▸ **PROVIDED RECORDS**
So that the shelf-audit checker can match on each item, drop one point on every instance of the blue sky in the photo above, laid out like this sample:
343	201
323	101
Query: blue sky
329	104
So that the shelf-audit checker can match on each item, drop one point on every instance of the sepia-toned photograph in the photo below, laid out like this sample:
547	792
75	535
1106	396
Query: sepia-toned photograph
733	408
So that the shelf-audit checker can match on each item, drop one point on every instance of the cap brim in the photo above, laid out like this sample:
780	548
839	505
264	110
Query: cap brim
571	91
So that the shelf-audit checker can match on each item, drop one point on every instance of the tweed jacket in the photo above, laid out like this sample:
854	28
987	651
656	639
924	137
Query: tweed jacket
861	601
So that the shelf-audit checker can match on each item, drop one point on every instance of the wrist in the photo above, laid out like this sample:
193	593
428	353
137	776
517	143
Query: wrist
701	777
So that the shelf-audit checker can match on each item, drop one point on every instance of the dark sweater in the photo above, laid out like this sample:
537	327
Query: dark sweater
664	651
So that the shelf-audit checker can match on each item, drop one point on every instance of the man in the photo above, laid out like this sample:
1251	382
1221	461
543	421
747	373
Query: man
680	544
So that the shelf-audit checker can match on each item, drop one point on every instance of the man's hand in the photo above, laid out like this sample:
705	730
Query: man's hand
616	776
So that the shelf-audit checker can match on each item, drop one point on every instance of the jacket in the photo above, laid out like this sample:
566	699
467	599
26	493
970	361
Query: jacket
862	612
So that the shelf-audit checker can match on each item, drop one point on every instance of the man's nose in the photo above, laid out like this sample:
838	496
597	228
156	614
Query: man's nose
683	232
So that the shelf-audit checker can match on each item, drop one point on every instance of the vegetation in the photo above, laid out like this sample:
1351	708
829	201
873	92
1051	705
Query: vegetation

▸ **PROBLEM TO WORK ON**
Output every entry exactly.

▸ **ANSWER TO THIS TASK**
So that the shelf-audit checker can match on each item, drop one point on every instance of the blue sky in the photo above, laid out like this sample:
343	201
323	101
Query: blue sky
329	104
So that the shelf-audit checker can match on each item, drop one point on every instance of the sepia-toned photograph in the photo below, laid out like this sample:
547	792
75	535
1106	396
Query: sepia-toned photograph
733	408
So that the shelf-audit checker can match on each item, drop one point on every instance of the cap brim in the photo above, laid out like this sample:
780	548
839	505
264	110
Query: cap brim
571	91
So that the shelf-audit checker can match on each item, drop one point on every instance of the tweed jacket in the photo above, laid out like this sample:
854	28
987	651
656	639
924	137
Query: tweed jacket
861	601
So that the shelf-audit checker can match on each item, drop one point on every instance of the wrist in the photo above, laid out like this sample:
193	593
428	353
137	776
517	143
Query: wrist
701	777
So that the shelf-audit checker can match on each item, drop one point on every instance of the dark sweater in the photo above, laid out like this sample:
537	327
Query: dark sweater
664	651
So that the shelf-audit checker can match on each item, drop one point on every instance of the man in the photo above, laid out like this sample:
1251	382
1221	461
543	421
747	373
Query: man
680	544
So that the shelf-audit checker can match on each item, drop one point on every instance of the man's hand in the photo above, laid out like this sample:
705	730
Query: man's hand
616	776
So that the shelf-audit checker can match on each item, drop one point on every instance of the jacket in the photo above, laid out like this sample:
566	699
467	599
26	493
970	361
Query: jacket
862	612
So that the shelf-audit checker can match on each item, drop one point on every instance of the man's nose in the photo above, laid out like this sample:
838	496
597	228
156	614
Query: man's nose
683	232
So that the shelf-audit checker can match on each item, drop one point on every instance of the vegetation in the photo above, laid out like this sample:
1351	708
829	201
873	92
1051	705
Query: vegetation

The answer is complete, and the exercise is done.